# Set problem A
In the bunkbed removal post below, what does the Dailylife Wife want the freed-up space for?
# Set problem B
List every item the bunkbed removal post says was under the bottom bunk, not counting the outside storage door.
# Set problem C
Carry the bunkbed removal post forward from its last paragraph with a few more sentences in the same voice.

# Quoted passage
========================
When we talked to the dealer about removing the bunkbeds, they said it would hurt the resale value. We aren’t concerned about resale: we intend to keep it for a while, and could use more space. The Dailylife Wife wants a sewing area.
Here is our personal Trunk Monkey (TM), Toots, at work. Once I told her to just smash through that panel with her hammer to get it out of there, she got really happy. A destructive Trunk Monkey!
Goodbye, Upper!
Learning to put your weight behind the drill driver to get those stuck screws out.
Goodbye Lower!
A view of what was under the bottom bunk: the hot water heater, all of the water hoses from outside, the outside shower back, the electrical wires for the hot water heater and the cable/satellite inputs. The big black area is an outside door to a storage compartment where I kept the hoses and power cable and such.
========================
# Data
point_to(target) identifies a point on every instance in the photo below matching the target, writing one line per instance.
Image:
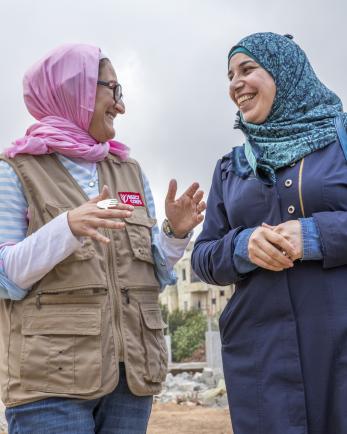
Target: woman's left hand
(184, 213)
(291, 231)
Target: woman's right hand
(85, 220)
(270, 250)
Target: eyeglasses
(115, 87)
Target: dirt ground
(182, 419)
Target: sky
(170, 57)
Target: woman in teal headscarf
(276, 226)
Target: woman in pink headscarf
(82, 260)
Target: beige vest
(95, 308)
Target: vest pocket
(154, 343)
(138, 228)
(61, 349)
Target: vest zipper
(39, 294)
(125, 291)
(38, 300)
(117, 305)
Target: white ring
(107, 203)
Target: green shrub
(189, 335)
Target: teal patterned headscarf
(301, 120)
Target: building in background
(190, 292)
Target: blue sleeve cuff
(241, 260)
(312, 248)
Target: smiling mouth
(245, 98)
(110, 116)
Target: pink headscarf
(59, 91)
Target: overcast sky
(170, 57)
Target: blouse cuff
(242, 262)
(312, 248)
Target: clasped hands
(276, 247)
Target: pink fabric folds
(59, 91)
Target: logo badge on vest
(131, 198)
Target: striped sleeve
(13, 224)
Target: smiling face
(101, 126)
(252, 88)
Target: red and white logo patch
(131, 198)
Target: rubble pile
(206, 388)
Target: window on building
(193, 277)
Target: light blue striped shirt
(14, 223)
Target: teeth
(244, 98)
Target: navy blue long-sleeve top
(284, 334)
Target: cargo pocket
(154, 343)
(61, 349)
(139, 232)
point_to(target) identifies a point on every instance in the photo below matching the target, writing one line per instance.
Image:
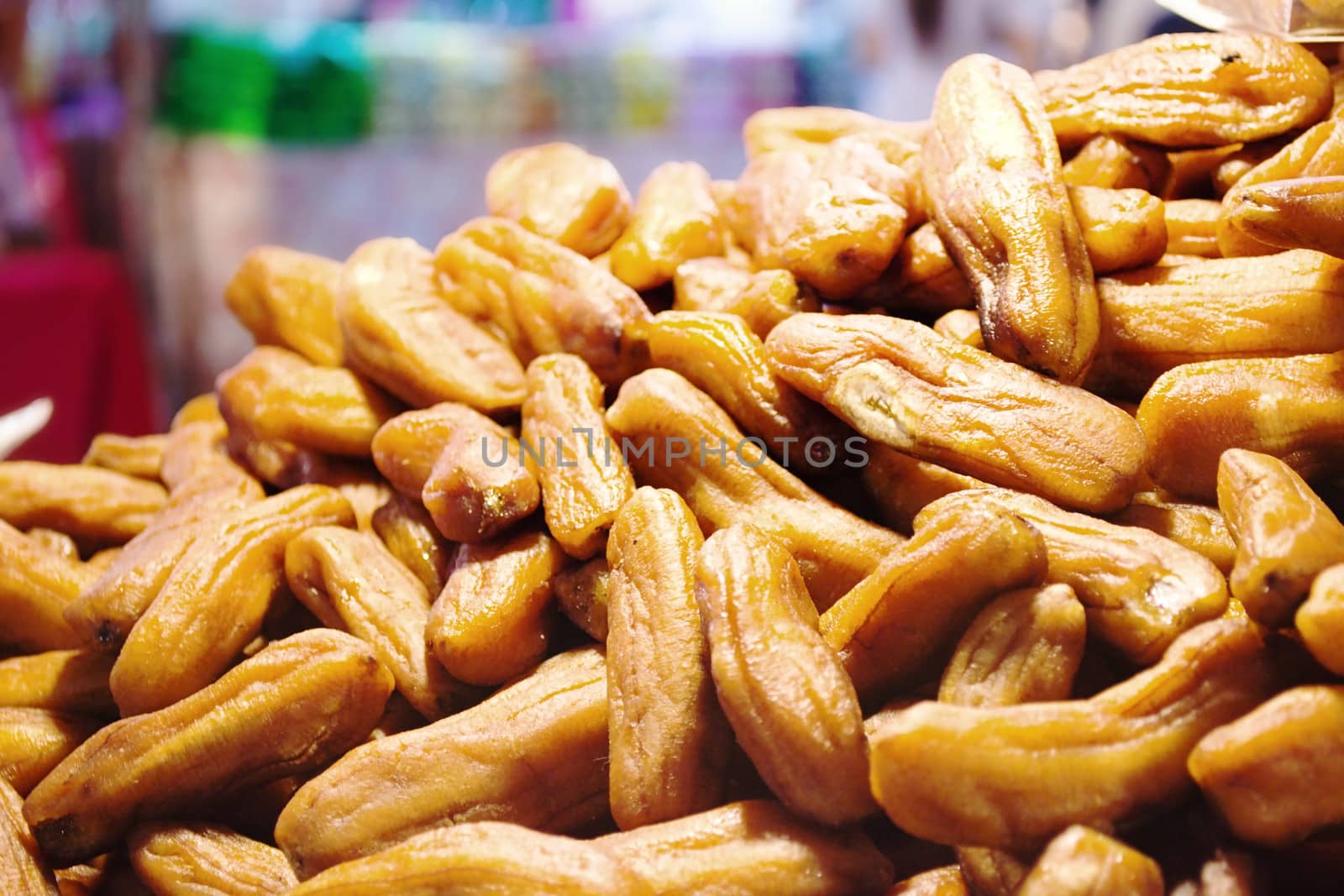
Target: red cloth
(71, 329)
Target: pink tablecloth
(71, 329)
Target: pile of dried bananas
(662, 547)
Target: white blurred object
(1305, 20)
(19, 426)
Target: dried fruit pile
(483, 574)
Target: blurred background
(147, 144)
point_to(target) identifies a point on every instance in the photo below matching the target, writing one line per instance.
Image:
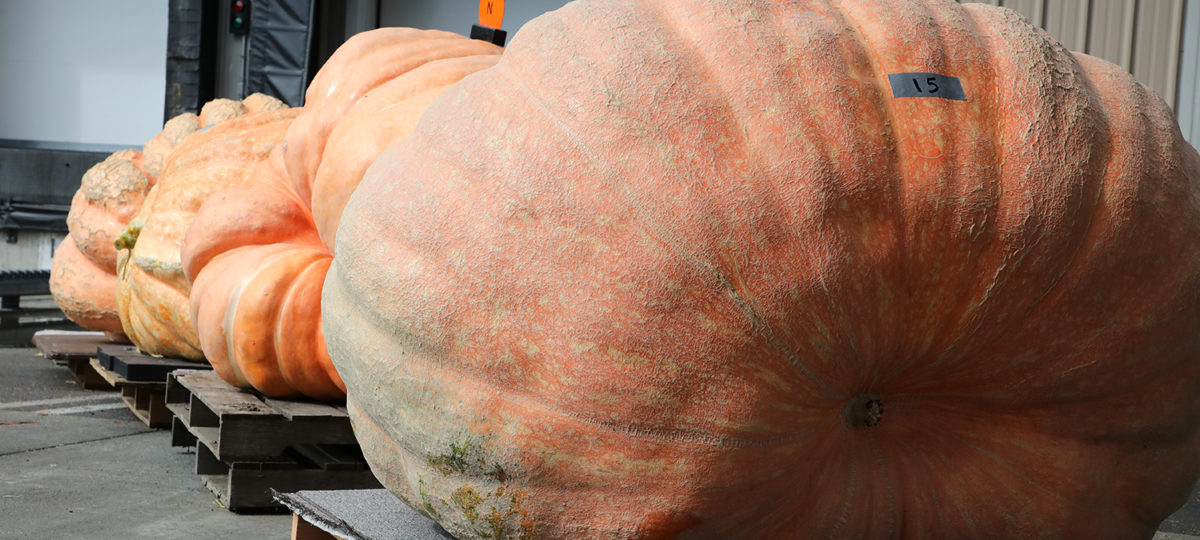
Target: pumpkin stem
(129, 238)
(864, 411)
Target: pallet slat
(145, 400)
(246, 444)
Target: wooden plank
(61, 345)
(87, 376)
(293, 409)
(144, 400)
(304, 531)
(132, 365)
(250, 427)
(249, 489)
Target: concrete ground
(77, 465)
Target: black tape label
(927, 85)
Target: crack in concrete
(76, 443)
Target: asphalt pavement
(78, 465)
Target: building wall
(82, 71)
(1143, 36)
(1188, 103)
(457, 16)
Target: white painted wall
(1188, 107)
(83, 71)
(34, 250)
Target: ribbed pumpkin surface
(257, 256)
(690, 268)
(153, 291)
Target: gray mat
(361, 514)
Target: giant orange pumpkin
(83, 276)
(153, 292)
(705, 269)
(256, 256)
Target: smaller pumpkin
(153, 291)
(83, 275)
(257, 256)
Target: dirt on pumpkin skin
(491, 514)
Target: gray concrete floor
(77, 465)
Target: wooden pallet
(75, 351)
(135, 366)
(247, 445)
(143, 397)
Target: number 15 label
(927, 85)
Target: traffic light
(239, 17)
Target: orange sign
(491, 13)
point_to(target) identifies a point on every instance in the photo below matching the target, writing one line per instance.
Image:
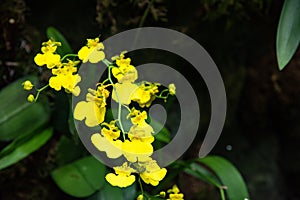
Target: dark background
(262, 131)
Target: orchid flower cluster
(135, 144)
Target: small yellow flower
(174, 190)
(137, 117)
(176, 196)
(125, 72)
(175, 193)
(112, 131)
(137, 150)
(112, 148)
(142, 133)
(124, 91)
(27, 85)
(172, 89)
(162, 194)
(140, 197)
(120, 180)
(30, 98)
(145, 94)
(92, 52)
(93, 109)
(123, 177)
(153, 173)
(48, 56)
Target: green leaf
(68, 151)
(109, 192)
(17, 116)
(229, 177)
(162, 133)
(288, 32)
(20, 152)
(202, 173)
(81, 178)
(65, 47)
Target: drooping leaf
(17, 116)
(26, 148)
(65, 47)
(288, 32)
(229, 176)
(80, 178)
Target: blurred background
(262, 131)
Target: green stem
(141, 186)
(129, 110)
(108, 64)
(68, 55)
(39, 91)
(222, 193)
(146, 13)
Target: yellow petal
(39, 59)
(96, 56)
(112, 148)
(120, 180)
(90, 54)
(89, 110)
(153, 178)
(136, 150)
(55, 82)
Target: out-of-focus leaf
(288, 32)
(68, 151)
(109, 192)
(80, 178)
(17, 116)
(229, 176)
(26, 148)
(65, 47)
(202, 173)
(60, 116)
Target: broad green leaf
(17, 116)
(68, 151)
(65, 47)
(20, 152)
(288, 32)
(80, 178)
(202, 173)
(109, 192)
(229, 177)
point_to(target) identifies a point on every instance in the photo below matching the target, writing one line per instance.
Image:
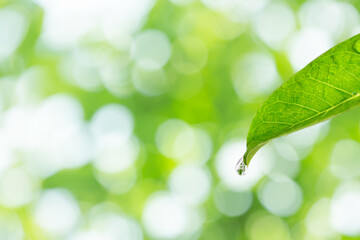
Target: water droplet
(357, 46)
(241, 167)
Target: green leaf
(329, 85)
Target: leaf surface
(327, 86)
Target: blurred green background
(125, 119)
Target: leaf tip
(241, 167)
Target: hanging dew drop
(241, 167)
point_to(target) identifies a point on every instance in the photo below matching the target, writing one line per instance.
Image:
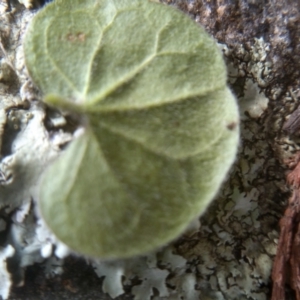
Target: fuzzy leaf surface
(163, 126)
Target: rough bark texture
(231, 255)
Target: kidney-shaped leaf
(163, 126)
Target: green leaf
(163, 126)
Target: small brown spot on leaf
(75, 37)
(232, 125)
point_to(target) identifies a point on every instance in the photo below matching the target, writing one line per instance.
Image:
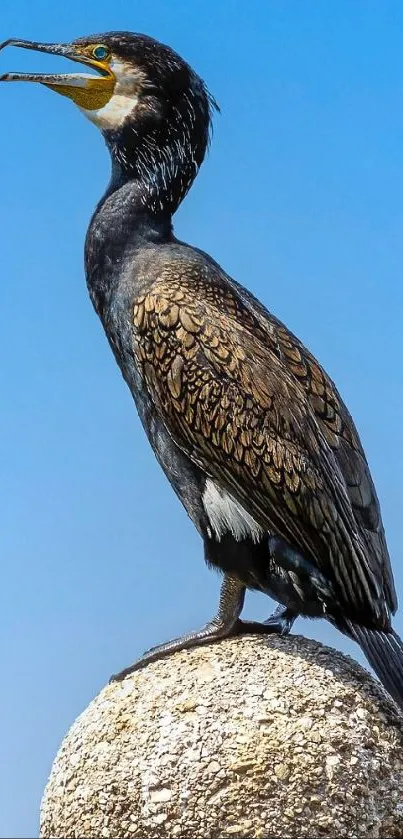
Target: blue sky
(301, 199)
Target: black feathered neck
(162, 145)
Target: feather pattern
(253, 409)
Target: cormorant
(247, 426)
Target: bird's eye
(100, 52)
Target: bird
(247, 426)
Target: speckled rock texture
(251, 737)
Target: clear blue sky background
(301, 199)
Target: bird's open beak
(87, 90)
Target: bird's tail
(384, 651)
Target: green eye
(100, 52)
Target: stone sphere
(250, 737)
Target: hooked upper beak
(64, 50)
(88, 90)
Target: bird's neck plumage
(153, 167)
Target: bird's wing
(232, 405)
(338, 428)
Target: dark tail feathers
(384, 651)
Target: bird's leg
(280, 622)
(224, 624)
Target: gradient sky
(300, 199)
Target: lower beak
(86, 89)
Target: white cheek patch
(113, 113)
(123, 101)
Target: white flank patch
(123, 100)
(228, 516)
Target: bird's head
(152, 108)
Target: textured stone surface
(251, 737)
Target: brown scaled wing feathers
(240, 395)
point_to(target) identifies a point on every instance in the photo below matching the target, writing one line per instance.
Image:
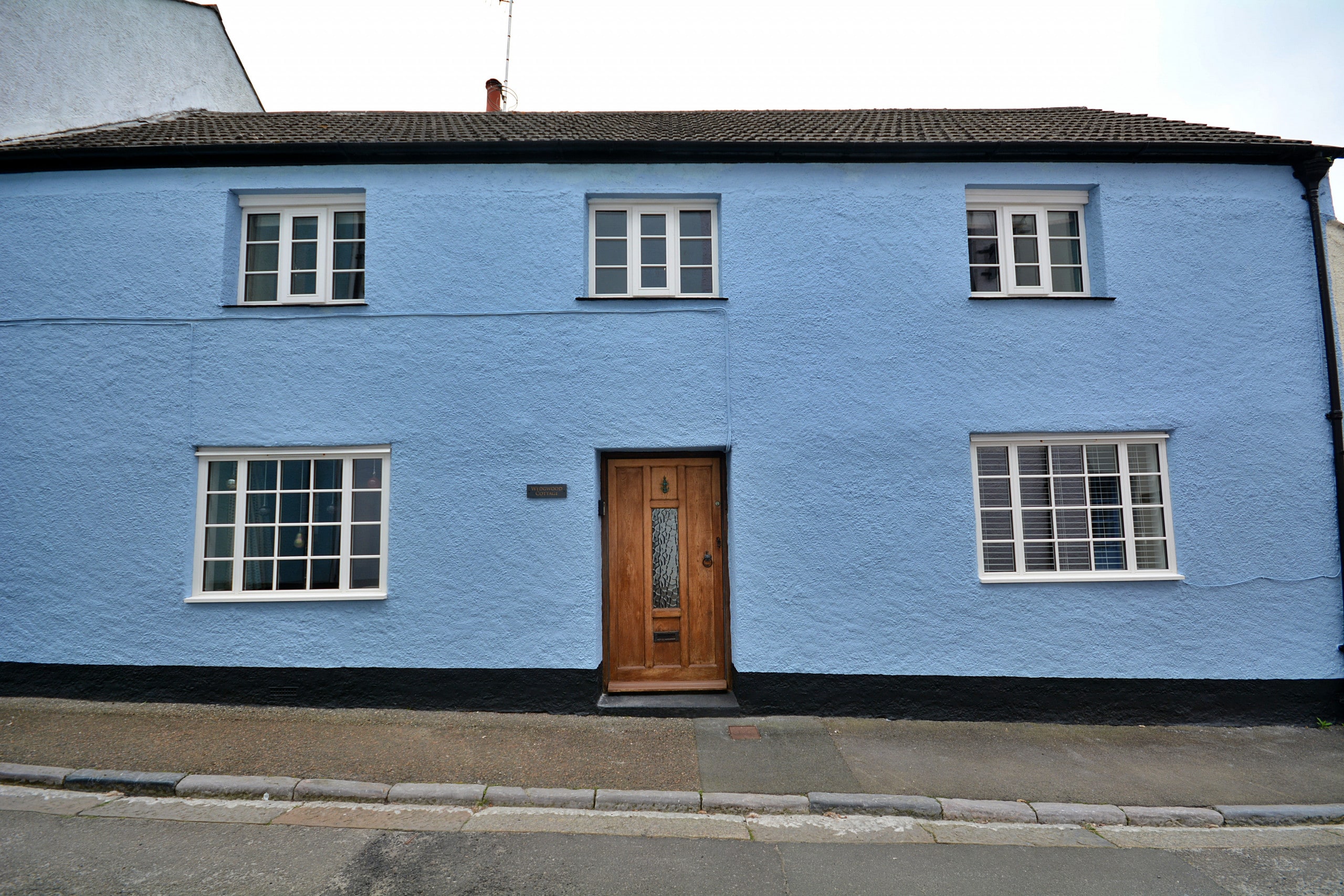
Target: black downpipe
(1311, 172)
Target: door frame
(723, 565)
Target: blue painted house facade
(1009, 414)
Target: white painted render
(75, 64)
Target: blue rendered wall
(848, 367)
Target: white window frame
(1006, 203)
(243, 455)
(1012, 441)
(632, 242)
(300, 206)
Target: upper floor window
(654, 249)
(291, 524)
(303, 249)
(1027, 242)
(1073, 508)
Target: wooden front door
(664, 575)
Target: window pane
(695, 224)
(363, 573)
(326, 574)
(326, 541)
(349, 288)
(1143, 458)
(984, 280)
(1070, 491)
(262, 227)
(369, 475)
(261, 508)
(293, 508)
(1035, 524)
(1148, 523)
(292, 575)
(258, 575)
(219, 575)
(1027, 276)
(999, 558)
(260, 542)
(995, 493)
(219, 542)
(369, 507)
(654, 250)
(611, 224)
(293, 542)
(327, 507)
(327, 475)
(697, 280)
(350, 225)
(996, 524)
(1102, 489)
(264, 257)
(1072, 524)
(365, 539)
(611, 251)
(1109, 555)
(1066, 458)
(306, 227)
(1026, 250)
(1107, 524)
(992, 460)
(293, 475)
(1035, 492)
(984, 251)
(1102, 458)
(697, 251)
(1064, 224)
(347, 256)
(1146, 489)
(1151, 555)
(222, 477)
(611, 281)
(1040, 556)
(982, 224)
(261, 476)
(219, 508)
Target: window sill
(648, 299)
(273, 597)
(1052, 299)
(1156, 575)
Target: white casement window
(301, 250)
(654, 250)
(1026, 244)
(291, 524)
(1073, 508)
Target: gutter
(1311, 172)
(44, 156)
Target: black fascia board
(635, 152)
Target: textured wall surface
(847, 367)
(71, 64)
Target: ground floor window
(291, 524)
(1073, 507)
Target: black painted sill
(649, 299)
(1047, 299)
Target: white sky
(1276, 68)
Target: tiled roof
(930, 133)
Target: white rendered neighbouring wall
(75, 64)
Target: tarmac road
(85, 856)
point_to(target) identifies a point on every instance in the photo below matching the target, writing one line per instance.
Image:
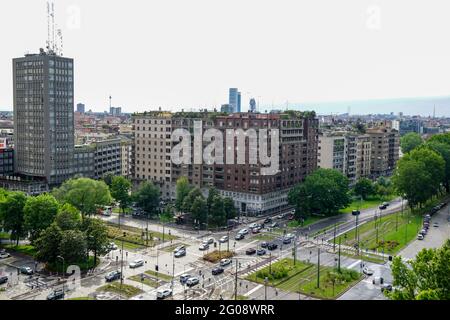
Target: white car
(137, 263)
(368, 271)
(4, 255)
(162, 294)
(192, 282)
(244, 231)
(225, 262)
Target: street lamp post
(64, 273)
(121, 262)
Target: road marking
(354, 264)
(180, 273)
(253, 290)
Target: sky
(178, 54)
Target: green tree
(410, 141)
(73, 246)
(84, 194)
(68, 217)
(199, 210)
(96, 237)
(423, 278)
(230, 209)
(324, 191)
(47, 245)
(217, 215)
(419, 175)
(147, 197)
(189, 199)
(39, 214)
(444, 151)
(120, 191)
(182, 190)
(12, 211)
(364, 188)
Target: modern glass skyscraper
(44, 116)
(235, 99)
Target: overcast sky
(187, 53)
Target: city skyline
(185, 65)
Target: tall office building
(81, 108)
(43, 116)
(234, 99)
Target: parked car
(217, 270)
(162, 294)
(386, 287)
(368, 271)
(179, 248)
(239, 236)
(184, 278)
(113, 275)
(137, 263)
(225, 262)
(260, 252)
(112, 246)
(243, 231)
(56, 295)
(378, 280)
(180, 253)
(4, 255)
(26, 270)
(192, 282)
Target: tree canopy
(325, 191)
(423, 278)
(410, 141)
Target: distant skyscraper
========================
# Final result A
A sewing area.

# Final result B
- The hot water heater
- All of the water hoses from outside
- The outside shower back
- The electrical wires for the hot water heater
- The cable/satellite inputs

# Final result C
Another view. You can see in the second photo from the top of this entry how the outside door compartment and the water heater were walled off. There was a lot of wasted space by the water heater. I will build a box to go over the water heater, and another for the storage compartment. I don’t really need to keep the white bucket in there, so I can make it not as deep, giving us more room.
The area covered by the bunks was 50″ x 72″, or over 24 square feet! We won’t get all of that as floorspace, of course, because the compartment and water heater will be there. We will put countertop/desk above it. Maybe some cupboards on the back wall. The four foot half-wall that was at the end of the bunks we are leaving. It separates the space from the rest of the trailer, and I am not sure I can get it out without destroying it. We might put shelves on both sides of it.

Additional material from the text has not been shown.